Resume the forum discussion about Adobe Flash and HTML 5 below, writing the next posts after the last one shown.

### EXCERPT PROVIDED
****

Become a MacRumors Supporter for $50/year with no ads, ability to filter front page stories, and private forums.
HTML 5 IS better. Most Smartphones and even some dumbphone browsers are capable of html 5. Without any type of buggy SW installation. And since HTML 5 is royalty free for the next couple of years. The choice is obvious isnt it?
 
This may sound crazy, but could Adobe create and release a plugin to XCode that would allow users to create applications in a similar way to how Flash development works now, then generates the c/C++/Obj.C code. you would still use Xcode to compile, etc. I wonder if Apple would allow something like that even if it were possible ?
 
Sorry for what must be elementary questions, but how does Adobe make money with Flash? Is it through licensing? All you flash programmers out there, do you have to pay money to Adobe to program in Flash?

****

### RAW RECORDS
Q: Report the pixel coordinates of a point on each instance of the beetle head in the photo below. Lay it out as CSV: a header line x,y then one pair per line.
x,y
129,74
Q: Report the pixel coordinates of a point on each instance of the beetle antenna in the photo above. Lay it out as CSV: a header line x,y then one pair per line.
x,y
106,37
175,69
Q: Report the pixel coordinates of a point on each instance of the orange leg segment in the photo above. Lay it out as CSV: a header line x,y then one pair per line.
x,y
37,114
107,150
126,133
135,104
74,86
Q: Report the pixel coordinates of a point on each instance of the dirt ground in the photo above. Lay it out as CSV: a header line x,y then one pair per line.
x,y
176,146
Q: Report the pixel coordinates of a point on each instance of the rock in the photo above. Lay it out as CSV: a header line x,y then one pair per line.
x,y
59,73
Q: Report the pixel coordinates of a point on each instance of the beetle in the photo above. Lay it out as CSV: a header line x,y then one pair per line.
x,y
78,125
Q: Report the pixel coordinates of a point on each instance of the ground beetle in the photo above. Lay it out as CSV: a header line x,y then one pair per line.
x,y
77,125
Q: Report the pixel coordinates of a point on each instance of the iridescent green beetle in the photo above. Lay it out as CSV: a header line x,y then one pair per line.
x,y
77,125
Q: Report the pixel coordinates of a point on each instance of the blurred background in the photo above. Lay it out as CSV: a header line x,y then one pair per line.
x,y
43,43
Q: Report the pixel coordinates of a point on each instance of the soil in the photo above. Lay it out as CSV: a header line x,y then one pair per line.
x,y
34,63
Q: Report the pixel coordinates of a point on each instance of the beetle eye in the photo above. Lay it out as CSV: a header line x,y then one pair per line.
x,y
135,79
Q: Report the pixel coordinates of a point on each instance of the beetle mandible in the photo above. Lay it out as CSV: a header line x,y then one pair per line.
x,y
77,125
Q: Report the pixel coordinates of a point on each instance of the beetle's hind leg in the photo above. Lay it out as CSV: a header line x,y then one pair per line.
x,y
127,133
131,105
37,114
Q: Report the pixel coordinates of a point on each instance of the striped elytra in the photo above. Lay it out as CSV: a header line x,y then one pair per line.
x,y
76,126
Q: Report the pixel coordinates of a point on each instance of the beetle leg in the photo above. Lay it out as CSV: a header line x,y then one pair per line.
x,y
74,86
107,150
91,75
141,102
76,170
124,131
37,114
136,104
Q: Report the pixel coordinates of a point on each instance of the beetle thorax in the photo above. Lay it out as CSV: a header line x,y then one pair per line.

****

### RESPONSE TO THIS TASK
They sell the Flash authoring package ($699), and other related technologies such as Flex and Data Services (up to around $30k last time I checked).

You can create Flex Flash apps without the authoring packages for free, but that's not where the bulk of Flash movies come from.

I'm sure there are other revenue streams, but I'm not that interested...
 
The iPad/iPhone OS are less than 1/10th of 1% of Internet accessible devices. It is nonsense that these media companies have let Jobs tell them how to run their own websites for the iPad and iPhone. Mac OS X is at less than 5% of the Internet accessible devices. It is completely stupid that everyone is succumbing to this idiot named Steve Jobs. Quite frankly, I really consider him a raving lunatic.

Steve Jobs has the most incredible mind in innovation and technology... what corrupts that mind is the greed of being AAPL shareholder number one. I certainly have to believe that the AAPL Board runs the Apple show and Steve Jobs is just the "Host" of the show, not the truly running brain of the business end.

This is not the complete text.